--- begin ---
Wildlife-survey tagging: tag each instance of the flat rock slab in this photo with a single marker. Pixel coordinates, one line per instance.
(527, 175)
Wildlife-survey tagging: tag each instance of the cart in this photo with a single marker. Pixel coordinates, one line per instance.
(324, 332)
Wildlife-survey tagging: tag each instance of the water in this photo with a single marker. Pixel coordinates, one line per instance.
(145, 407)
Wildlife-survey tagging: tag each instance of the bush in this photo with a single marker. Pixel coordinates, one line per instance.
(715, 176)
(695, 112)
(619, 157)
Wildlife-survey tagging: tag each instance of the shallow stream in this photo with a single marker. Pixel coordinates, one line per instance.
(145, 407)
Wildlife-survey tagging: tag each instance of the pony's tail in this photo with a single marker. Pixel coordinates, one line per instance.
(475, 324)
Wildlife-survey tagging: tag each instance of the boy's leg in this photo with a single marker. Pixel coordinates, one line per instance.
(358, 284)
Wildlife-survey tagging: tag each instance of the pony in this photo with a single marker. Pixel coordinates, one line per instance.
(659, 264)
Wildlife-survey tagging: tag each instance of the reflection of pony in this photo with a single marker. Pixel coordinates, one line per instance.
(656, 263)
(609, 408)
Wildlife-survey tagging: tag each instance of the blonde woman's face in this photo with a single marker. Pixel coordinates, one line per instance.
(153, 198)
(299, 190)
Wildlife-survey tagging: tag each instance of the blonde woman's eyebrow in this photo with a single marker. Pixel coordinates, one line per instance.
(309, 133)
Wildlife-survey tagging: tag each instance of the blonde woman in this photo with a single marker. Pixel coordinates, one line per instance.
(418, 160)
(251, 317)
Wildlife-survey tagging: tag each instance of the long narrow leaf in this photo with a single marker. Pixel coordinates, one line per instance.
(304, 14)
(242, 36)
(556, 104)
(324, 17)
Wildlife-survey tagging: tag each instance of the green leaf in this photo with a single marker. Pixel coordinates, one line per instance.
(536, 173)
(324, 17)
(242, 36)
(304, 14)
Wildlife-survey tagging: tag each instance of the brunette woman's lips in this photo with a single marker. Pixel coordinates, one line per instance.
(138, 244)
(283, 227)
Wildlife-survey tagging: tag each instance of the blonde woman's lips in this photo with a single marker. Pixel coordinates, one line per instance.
--- end ---
GIVEN PROBLEM
Each line from the one containing "blonde woman's eyebrow" to the end of the listing above should be copied exactly, and nothing else.

TASK RESPONSE
Wildlife-survey tagging: tag each instance of the blonde woman's eyebrow in this photo with a single marker. Pixel coordinates, one line per instance.
(309, 133)
Wildlife-survey tagging: tag each instance of the blonde woman in this photo with a single marker. Pixel coordinates, one line per instance.
(418, 160)
(251, 317)
Wildlife-survey tagging: tag each instance of the long narrow leaf in this photo with a single marker. Pixel coordinates, one line per instance.
(304, 14)
(242, 36)
(556, 104)
(324, 17)
Wildlife-survey tagging: tag each instance of the green leaf in this photo with a single marker. Pixel coordinates, one line per instance.
(536, 173)
(324, 17)
(242, 36)
(304, 14)
Wildlife-survey tagging: tag each instance of the brunette woman's lips in this photo with a single marker. Pixel coordinates, one line per instance.
(138, 244)
(283, 227)
Wildlife-survey tagging: tag each instance of the blonde woman's lips in this photo with a single marker. Pixel coordinates, one line per instance.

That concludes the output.